### What you have to do
Count how many of the lines below contain the word "backpack" and reply with only that number.

####

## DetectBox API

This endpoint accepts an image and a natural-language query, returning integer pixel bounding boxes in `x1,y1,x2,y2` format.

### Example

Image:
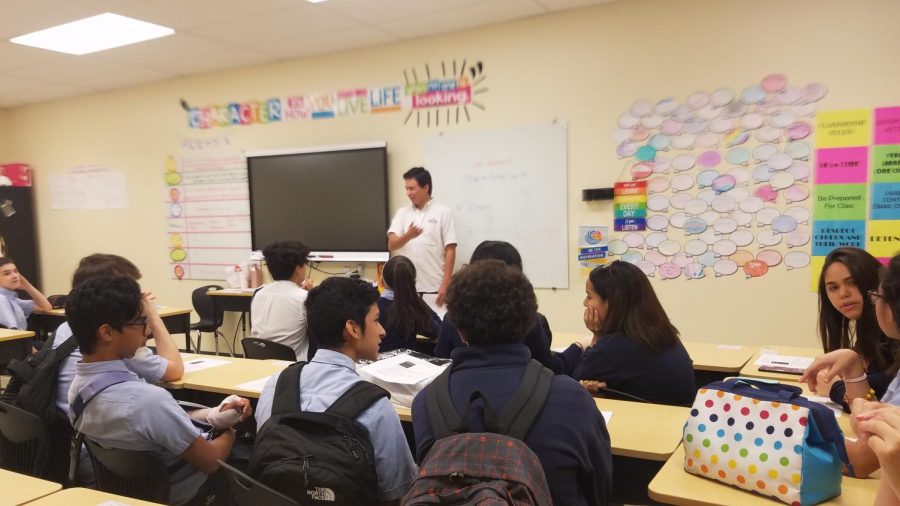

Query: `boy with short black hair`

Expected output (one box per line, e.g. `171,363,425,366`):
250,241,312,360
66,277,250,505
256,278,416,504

####

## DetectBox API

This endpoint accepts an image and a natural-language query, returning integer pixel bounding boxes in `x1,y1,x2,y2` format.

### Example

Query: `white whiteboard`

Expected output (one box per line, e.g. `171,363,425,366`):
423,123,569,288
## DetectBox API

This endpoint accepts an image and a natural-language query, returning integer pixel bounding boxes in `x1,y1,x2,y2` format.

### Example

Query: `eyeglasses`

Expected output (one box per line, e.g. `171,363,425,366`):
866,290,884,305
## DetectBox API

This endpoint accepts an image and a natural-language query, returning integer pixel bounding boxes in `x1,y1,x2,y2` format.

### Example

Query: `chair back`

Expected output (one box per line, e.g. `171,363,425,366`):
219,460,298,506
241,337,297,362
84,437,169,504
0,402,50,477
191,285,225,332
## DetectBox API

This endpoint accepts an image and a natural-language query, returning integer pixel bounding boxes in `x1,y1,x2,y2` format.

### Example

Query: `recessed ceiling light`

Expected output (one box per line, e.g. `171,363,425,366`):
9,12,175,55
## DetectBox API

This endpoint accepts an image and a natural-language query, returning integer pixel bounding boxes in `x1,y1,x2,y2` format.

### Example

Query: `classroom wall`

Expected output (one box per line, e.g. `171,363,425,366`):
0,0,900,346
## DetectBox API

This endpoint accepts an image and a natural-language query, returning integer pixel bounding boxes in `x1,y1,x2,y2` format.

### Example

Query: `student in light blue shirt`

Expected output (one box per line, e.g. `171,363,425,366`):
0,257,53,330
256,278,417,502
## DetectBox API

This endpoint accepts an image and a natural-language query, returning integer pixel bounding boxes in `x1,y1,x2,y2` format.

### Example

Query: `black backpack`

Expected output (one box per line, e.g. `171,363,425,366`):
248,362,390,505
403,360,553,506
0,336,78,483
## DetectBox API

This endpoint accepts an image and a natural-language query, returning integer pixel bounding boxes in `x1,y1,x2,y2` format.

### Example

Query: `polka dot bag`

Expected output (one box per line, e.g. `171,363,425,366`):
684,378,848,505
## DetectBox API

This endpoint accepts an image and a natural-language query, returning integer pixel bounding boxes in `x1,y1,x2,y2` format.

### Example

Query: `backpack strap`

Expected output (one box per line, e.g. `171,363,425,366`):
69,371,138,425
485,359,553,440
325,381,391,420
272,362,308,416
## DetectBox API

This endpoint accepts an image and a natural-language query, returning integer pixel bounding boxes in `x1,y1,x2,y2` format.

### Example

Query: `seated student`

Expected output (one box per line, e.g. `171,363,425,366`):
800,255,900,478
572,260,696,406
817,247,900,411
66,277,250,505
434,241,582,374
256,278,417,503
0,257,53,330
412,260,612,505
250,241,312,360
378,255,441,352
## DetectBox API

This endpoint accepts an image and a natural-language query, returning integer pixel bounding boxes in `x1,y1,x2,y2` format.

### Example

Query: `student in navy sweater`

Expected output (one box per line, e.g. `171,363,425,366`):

####

### Final result
2